Exercise: Please format the lines of the items below, starting with the line containing "I need to verify whether any red mulch" and going on through the line containing "0 272 648 489", as a Markdown table with the columns Row and Line. Give each line its own numbered row and leave out any blank lines.

Detection annotation records
________

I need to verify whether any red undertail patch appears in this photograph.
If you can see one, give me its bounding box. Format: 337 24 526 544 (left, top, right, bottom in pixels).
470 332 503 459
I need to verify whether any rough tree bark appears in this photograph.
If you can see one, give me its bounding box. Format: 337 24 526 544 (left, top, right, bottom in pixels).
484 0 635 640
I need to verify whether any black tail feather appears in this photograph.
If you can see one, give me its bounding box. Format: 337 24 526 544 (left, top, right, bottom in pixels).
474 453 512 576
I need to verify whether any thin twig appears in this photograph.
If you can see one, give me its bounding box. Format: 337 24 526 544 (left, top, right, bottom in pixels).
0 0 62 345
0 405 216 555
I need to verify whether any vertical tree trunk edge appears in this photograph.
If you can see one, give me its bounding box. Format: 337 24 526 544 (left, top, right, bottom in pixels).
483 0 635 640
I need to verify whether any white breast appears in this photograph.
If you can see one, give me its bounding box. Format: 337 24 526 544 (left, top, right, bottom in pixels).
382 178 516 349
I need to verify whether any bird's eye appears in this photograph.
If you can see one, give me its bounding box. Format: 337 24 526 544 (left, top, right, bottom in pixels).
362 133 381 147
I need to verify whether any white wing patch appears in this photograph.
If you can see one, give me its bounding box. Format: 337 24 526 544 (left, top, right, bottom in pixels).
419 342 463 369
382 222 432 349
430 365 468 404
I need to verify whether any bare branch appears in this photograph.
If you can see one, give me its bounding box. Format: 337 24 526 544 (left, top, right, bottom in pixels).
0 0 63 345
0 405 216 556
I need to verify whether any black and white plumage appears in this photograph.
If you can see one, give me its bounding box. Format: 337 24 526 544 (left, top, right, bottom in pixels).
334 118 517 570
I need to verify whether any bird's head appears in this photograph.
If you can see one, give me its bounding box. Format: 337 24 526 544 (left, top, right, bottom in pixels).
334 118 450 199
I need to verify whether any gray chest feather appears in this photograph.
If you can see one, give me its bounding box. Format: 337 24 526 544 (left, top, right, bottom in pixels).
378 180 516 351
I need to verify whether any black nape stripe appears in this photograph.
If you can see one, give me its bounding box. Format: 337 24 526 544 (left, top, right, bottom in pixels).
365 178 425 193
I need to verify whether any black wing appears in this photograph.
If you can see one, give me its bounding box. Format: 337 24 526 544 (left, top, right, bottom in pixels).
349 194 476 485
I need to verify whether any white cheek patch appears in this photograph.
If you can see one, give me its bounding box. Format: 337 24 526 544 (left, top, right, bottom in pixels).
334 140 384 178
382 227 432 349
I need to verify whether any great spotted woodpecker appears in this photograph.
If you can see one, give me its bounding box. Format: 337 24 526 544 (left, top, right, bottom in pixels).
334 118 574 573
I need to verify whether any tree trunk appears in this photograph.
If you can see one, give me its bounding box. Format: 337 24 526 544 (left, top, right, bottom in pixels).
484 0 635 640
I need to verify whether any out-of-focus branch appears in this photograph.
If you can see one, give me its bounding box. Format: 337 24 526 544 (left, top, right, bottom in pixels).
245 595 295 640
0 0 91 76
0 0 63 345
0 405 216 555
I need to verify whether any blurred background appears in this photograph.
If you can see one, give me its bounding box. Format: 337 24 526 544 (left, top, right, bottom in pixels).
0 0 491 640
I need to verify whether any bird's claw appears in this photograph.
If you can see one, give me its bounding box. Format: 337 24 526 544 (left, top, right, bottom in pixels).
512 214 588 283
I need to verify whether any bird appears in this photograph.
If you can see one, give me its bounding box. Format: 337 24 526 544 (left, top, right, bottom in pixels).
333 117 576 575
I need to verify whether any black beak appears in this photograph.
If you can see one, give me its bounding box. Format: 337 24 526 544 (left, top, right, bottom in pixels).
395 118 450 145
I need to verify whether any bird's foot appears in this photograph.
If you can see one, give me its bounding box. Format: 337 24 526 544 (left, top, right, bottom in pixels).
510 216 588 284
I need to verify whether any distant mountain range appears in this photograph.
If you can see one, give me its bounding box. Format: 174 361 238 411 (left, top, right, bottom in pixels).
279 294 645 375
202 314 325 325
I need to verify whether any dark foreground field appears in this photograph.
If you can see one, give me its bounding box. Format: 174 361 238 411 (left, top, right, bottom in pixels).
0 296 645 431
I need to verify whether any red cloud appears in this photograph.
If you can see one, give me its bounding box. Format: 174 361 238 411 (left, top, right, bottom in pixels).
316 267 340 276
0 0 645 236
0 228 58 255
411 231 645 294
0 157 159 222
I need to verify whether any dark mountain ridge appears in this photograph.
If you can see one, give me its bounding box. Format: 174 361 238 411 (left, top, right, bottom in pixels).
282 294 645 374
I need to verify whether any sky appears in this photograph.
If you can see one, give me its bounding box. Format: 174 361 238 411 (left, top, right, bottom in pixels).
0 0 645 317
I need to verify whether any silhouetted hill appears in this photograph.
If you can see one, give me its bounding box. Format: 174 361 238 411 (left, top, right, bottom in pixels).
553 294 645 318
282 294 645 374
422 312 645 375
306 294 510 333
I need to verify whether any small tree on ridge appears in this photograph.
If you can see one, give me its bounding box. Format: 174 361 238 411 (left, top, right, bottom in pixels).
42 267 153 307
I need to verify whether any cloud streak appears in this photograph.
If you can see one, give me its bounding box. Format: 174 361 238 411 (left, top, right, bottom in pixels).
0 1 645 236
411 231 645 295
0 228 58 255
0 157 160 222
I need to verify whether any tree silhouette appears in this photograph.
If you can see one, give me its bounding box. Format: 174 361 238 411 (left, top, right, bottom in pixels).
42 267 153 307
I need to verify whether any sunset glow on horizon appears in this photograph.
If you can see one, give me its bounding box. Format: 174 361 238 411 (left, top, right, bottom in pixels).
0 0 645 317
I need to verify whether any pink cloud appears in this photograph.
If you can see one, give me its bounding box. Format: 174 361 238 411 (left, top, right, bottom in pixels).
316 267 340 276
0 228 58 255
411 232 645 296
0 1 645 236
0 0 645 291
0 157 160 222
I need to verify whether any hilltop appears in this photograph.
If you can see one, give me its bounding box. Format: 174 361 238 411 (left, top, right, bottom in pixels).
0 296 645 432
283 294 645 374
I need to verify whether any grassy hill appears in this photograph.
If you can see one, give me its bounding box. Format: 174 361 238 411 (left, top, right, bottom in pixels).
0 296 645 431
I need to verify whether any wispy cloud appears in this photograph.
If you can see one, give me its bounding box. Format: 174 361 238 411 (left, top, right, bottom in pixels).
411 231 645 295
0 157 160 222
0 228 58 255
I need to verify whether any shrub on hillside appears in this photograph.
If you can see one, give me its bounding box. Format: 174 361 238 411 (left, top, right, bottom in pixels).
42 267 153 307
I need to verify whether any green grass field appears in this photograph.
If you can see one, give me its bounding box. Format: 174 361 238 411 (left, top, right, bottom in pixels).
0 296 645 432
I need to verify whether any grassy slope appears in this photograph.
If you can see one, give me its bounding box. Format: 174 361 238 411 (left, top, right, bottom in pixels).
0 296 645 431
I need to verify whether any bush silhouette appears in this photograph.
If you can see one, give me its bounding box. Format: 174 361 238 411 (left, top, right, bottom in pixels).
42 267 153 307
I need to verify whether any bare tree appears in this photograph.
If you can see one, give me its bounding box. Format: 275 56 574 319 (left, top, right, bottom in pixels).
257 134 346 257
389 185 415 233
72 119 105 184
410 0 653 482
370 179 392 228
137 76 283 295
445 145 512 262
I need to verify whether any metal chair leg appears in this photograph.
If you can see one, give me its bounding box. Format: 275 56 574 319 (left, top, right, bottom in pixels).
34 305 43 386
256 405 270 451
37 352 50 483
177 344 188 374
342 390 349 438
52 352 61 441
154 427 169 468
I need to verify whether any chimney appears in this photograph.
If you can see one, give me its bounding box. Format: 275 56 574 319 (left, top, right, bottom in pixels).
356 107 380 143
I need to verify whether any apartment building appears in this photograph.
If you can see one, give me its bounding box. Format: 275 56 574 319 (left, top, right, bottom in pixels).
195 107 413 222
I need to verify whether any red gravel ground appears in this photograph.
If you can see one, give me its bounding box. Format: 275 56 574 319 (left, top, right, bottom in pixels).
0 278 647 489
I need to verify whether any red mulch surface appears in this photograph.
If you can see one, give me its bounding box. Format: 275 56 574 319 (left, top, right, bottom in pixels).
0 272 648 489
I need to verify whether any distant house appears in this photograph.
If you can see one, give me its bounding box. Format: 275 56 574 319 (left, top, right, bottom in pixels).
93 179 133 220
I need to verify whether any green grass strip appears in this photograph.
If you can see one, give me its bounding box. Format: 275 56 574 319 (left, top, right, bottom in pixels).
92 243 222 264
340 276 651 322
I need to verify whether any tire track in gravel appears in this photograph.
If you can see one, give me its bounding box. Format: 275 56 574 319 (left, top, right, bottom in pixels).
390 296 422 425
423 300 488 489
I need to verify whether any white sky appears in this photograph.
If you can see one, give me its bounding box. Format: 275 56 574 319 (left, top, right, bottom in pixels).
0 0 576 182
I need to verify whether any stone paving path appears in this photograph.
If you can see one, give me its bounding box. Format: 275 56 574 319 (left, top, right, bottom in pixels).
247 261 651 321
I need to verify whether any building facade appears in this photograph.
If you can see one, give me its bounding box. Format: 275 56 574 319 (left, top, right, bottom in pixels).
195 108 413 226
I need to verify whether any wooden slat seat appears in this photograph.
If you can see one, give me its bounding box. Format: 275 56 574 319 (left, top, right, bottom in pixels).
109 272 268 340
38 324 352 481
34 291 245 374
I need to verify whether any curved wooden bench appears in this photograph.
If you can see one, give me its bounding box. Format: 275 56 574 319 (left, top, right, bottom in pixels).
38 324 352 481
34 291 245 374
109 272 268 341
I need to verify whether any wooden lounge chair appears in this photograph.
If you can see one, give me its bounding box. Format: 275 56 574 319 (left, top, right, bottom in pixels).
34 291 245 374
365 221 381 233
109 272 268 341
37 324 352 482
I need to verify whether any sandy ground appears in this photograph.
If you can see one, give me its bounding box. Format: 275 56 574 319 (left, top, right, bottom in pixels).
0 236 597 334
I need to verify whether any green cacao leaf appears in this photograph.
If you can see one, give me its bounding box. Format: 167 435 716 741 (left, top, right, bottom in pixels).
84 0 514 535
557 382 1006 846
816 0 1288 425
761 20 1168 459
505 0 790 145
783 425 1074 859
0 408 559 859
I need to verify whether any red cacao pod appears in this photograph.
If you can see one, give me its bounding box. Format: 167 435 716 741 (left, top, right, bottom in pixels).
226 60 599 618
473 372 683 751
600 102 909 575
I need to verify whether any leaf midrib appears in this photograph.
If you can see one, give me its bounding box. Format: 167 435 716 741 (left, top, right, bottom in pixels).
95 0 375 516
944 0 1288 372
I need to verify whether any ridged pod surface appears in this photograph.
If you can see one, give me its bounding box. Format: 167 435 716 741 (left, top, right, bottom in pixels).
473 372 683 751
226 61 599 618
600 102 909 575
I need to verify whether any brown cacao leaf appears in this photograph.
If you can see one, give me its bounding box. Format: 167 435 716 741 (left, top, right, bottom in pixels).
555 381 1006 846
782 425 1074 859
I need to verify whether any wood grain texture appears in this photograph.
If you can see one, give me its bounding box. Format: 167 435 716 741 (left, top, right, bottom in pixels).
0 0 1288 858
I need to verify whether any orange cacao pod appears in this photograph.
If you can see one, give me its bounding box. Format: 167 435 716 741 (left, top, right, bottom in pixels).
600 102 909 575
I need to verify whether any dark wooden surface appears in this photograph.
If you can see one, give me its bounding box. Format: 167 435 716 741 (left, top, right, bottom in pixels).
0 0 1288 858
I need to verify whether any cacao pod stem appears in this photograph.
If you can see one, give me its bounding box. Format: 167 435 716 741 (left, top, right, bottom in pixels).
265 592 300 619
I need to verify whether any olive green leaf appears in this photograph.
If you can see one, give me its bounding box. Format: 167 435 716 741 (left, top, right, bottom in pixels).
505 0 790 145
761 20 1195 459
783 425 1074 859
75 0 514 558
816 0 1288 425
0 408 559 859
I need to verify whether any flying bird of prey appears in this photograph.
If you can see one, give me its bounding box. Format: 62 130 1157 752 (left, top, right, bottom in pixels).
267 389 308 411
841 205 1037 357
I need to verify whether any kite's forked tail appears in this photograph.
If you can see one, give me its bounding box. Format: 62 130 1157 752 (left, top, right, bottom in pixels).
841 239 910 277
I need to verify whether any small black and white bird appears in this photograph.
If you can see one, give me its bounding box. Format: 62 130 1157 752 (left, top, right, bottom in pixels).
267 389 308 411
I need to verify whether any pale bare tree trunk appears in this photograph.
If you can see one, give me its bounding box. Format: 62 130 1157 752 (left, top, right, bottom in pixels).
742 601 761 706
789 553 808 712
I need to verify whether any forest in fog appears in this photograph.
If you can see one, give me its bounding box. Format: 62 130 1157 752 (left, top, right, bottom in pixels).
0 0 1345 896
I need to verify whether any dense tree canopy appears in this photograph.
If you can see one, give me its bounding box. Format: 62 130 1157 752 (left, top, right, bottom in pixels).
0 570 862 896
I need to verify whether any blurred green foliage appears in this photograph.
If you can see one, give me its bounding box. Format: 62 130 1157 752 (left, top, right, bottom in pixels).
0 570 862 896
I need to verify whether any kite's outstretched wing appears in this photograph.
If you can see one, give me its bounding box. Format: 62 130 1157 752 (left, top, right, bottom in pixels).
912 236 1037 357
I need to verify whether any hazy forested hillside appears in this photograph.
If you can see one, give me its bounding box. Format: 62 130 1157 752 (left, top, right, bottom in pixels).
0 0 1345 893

________

Response to the task:
| Row | Line |
|---|---|
| 1 | I need to verify whether any red mulch surface appears in this photograph. |
| 2 | If you can see one, give me its bounding box. Format: 275 56 574 319 (left, top, right, bottom in pixels). |
| 3 | 0 272 648 489 |